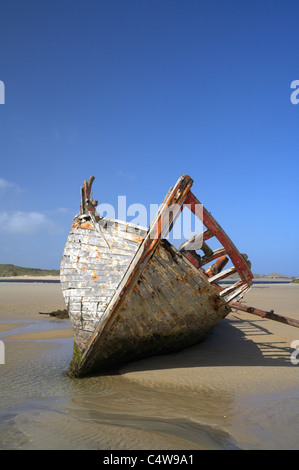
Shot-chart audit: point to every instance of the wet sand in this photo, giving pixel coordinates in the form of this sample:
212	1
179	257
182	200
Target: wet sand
237	389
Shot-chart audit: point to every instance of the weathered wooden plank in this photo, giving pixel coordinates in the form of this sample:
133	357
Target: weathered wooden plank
212	225
215	254
158	227
223	275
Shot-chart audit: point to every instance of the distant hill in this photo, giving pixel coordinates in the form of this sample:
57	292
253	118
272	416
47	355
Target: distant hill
10	270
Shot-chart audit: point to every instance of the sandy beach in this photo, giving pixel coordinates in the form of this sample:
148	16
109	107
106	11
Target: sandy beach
237	389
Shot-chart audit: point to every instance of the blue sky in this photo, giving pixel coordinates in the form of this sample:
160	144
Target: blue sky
138	92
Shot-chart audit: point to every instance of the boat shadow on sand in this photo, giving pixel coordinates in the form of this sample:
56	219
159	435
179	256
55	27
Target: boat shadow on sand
233	343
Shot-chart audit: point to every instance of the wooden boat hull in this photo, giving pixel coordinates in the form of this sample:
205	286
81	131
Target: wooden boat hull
131	294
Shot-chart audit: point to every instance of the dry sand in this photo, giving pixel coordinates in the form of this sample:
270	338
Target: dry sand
243	354
25	301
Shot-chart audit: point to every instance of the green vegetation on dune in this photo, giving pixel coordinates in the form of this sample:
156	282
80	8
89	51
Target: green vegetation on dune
9	270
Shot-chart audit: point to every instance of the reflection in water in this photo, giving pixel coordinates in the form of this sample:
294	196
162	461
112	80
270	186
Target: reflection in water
43	408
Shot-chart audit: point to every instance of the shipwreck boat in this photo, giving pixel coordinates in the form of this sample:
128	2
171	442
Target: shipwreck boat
131	294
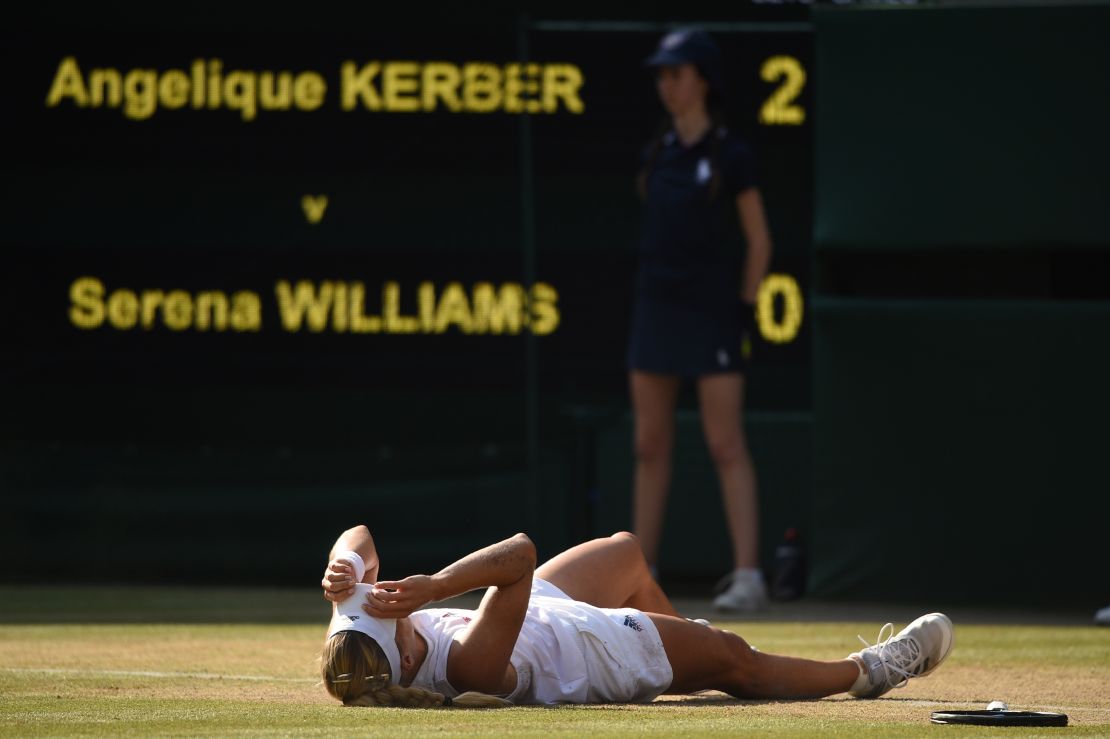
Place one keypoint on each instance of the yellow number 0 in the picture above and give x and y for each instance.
(780, 109)
(772, 328)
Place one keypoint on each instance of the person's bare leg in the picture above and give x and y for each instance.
(707, 658)
(653, 400)
(608, 573)
(720, 398)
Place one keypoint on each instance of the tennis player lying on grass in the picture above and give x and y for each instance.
(588, 626)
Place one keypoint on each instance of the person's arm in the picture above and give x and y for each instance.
(340, 576)
(756, 232)
(480, 657)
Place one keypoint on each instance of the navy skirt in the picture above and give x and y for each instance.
(689, 338)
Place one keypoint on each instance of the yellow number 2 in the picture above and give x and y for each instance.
(780, 108)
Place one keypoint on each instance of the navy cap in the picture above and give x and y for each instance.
(690, 46)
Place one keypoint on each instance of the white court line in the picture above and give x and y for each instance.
(974, 705)
(198, 676)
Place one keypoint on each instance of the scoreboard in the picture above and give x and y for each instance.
(356, 233)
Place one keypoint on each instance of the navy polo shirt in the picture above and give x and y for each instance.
(689, 241)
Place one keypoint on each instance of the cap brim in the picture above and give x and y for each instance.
(665, 58)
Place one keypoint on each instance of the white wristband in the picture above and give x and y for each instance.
(355, 559)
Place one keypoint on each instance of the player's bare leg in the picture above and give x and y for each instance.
(608, 573)
(707, 658)
(653, 400)
(720, 398)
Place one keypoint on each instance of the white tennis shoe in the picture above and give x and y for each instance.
(915, 651)
(742, 591)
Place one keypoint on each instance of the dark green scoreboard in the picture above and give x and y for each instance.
(251, 265)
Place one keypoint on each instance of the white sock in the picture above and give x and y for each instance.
(864, 680)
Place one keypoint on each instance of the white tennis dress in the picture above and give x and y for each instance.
(567, 653)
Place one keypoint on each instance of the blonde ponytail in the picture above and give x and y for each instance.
(356, 672)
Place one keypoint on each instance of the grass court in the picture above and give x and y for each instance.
(202, 661)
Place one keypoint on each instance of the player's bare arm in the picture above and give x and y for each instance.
(341, 574)
(480, 657)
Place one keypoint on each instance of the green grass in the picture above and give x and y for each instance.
(82, 662)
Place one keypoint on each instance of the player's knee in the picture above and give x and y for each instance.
(728, 449)
(626, 537)
(653, 447)
(631, 550)
(744, 669)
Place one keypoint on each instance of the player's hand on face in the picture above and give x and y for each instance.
(339, 580)
(400, 598)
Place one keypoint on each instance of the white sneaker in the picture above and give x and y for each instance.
(742, 591)
(915, 651)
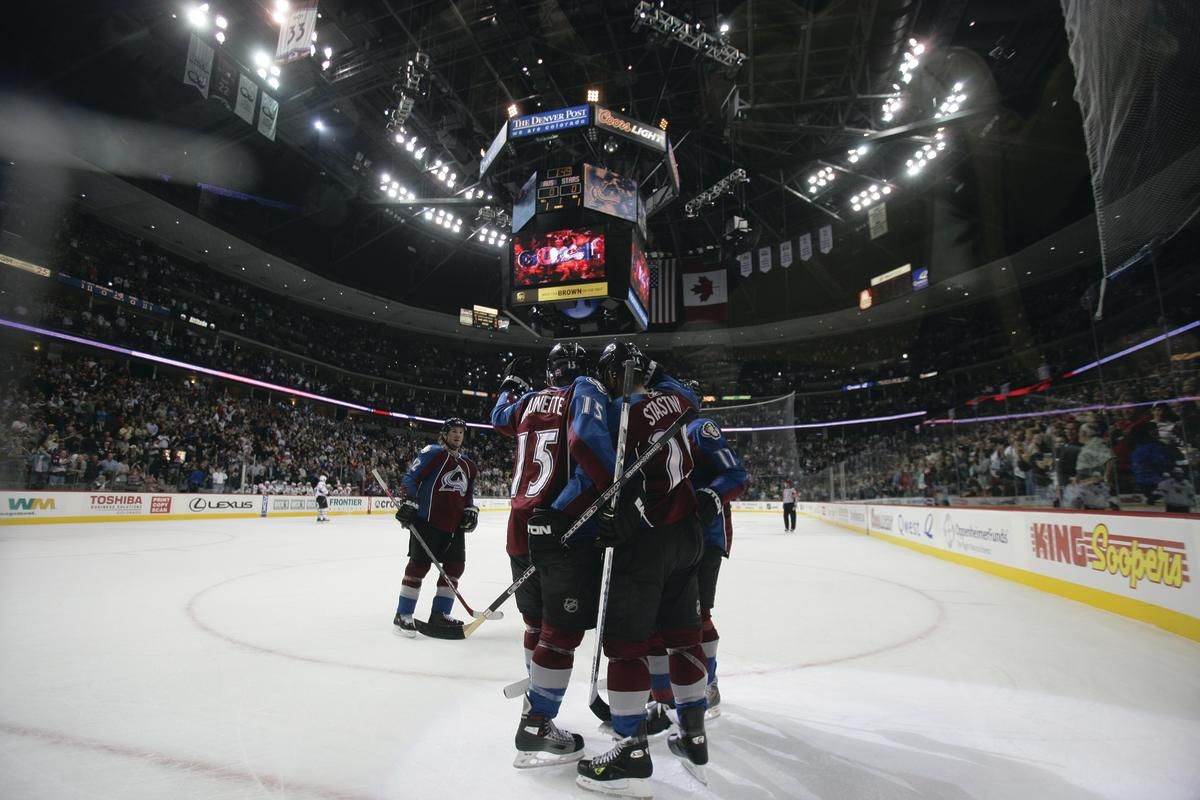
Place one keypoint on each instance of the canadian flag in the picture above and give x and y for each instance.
(706, 293)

• [REQUIREMENT]:
Write out the records above once more, word for word, with no pictures.

• [SOLVED PROBLEM]:
Shot-chart audit: point to every instance of the wet sand in this photo, giving pixel coordinates in the form of this sample:
212	1
179	257
182	200
Target: wet sand
237	389
Shot-chart audit: point to every instance of the weathered wooden plank in this photo, giving pixel coordinates in the form of this sample:
133	357
Target: weathered wooden plank
212	225
215	254
158	227
223	275
Shot-chart audit: point to every instance of the distant hill in this photo, giving pixel coordinates in the form of this sample:
57	292
253	118
272	416
47	355
Target: distant hill
10	270
Shot-chart audit: point to every instance of the sandy beach in this photo, giving pixel coordinates in the form of this sample:
148	16
109	107
106	11
Target: sandy beach
237	389
Shot-chart audit: point to every instance of the blue sky in this photo, giving pixel coordinates in the form of this sample:
160	144
Target: blue sky
138	92
Shot-chart audit: point to every instance of the boat shadow on sand in this photo, giving pixel coordinates in the form of this sample:
56	219
159	435
179	256
55	27
Target: boat shadow on sand
233	343
Shot-chart audit: point to every instance of the wooden boat hull in this photo, giving pixel coordinates in the form of this sample:
205	286
81	131
Target: wooden boat hull
131	294
Shot-chart audit: point to every instance of the dry sand in this photo, giving pixel coordinates in the form of this sample:
270	338
Target: dry sand
243	354
25	301
Shot-chart audit: point to every instance of the green vegetation on dune in this photo, giving pixel coordinates in the form of this sample:
156	282
80	8
89	51
Target: green vegetation on dune
9	270
Shot-chart audit: point to every instance of the reflection in water in this photo, giving pixel coordinates in the form of this sample:
294	196
162	461
112	80
270	186
Target: reflection in water
43	408
Shot-chart audit: point to every instance of the shipwreck boat in this photo, giving pixel coordinates in the form of this sample:
128	2
171	442
Target: shipwreck boat
131	294
Place one keypoint on each instance of the yellow number 0 in the picture above and give x and y for each instance.
(780, 109)
(772, 328)
Place one keypoint on each instance of the person's bare leg in the picture above and give x and y for each instance.
(707, 658)
(653, 400)
(608, 573)
(720, 398)
Place one keypoint on each instance of the tennis player lying on grass in the picture above and give x and y for each instance.
(588, 626)
Place one keypoint on each instance of the person's arm in the picture above and give x and y for each instance.
(340, 576)
(756, 232)
(480, 657)
Place one keypoint on each instance of the navy skirt in the picture above and give x and y for each instance.
(689, 338)
Place one keypoint on each instance of the yellow number 2 in the picture above and give x and y for each instance.
(780, 108)
Place one keypoint on each instance of the navy cap in the picture above and give x and y for each instance.
(690, 46)
Place one keypoint on each instance of the white court line in the picture above and give x and y for each instance.
(974, 705)
(198, 676)
Place one keypoint on each instance of the scoreboard in the picture above and give x and y for each instance.
(356, 233)
Place one keypoint on each instance of the navy polo shirt in the picture above and give x and y for each instance.
(689, 241)
Place one keypoint on each instance of the cap brim in the picture above and give x and y for each instance.
(665, 58)
Place one keypoint on each instance of the white wristband in the picture above and give x and y for each instance.
(355, 559)
Place one keypoint on each instance of the player's bare leg in the picture above and give x and y for each instance.
(608, 573)
(707, 658)
(653, 400)
(720, 398)
Place one keypoint on each instance of the white tennis shoe in the picture above and give x and y for each instance.
(915, 651)
(742, 591)
Place one keypoint on each instance of the dark green scoreboard in the picture above and give x and y for each instance.
(251, 265)
Place one keypoint on each instance of the white sock in the picture above and give x and y for each instance.
(864, 680)
Place one keypoint on each instance of the white tennis dress in the picture above and give x and y for each instance.
(567, 653)
Place one keypoint on each instance of the blonde ponytail in the picture above and give x and y for each instance.
(356, 672)
Place one keypoint on each instance of the grass court in the picture above and give x and y for each instance.
(202, 661)
Place one keypoint on each instance of the player's bare arm in the picture above and give x and y for each instance.
(341, 574)
(480, 657)
Place one keypoint on each instance of the green grass in the picture above and give x and y for each instance.
(82, 662)
Place one keypoint on each instance of the player's knee in the picture above and give x and y for each instance.
(728, 449)
(626, 537)
(653, 447)
(631, 550)
(744, 669)
Place one keypoint on each instance of the player's hand on face in the picture above and give x and y for each instance.
(339, 580)
(400, 598)
Place one keypoint on each instance of the white sneaker in the picture above and give x and y for each instance.
(742, 591)
(915, 651)
Place one keypoint on each instance of the canadian flag in the picture above and give x and y for each instance.
(706, 293)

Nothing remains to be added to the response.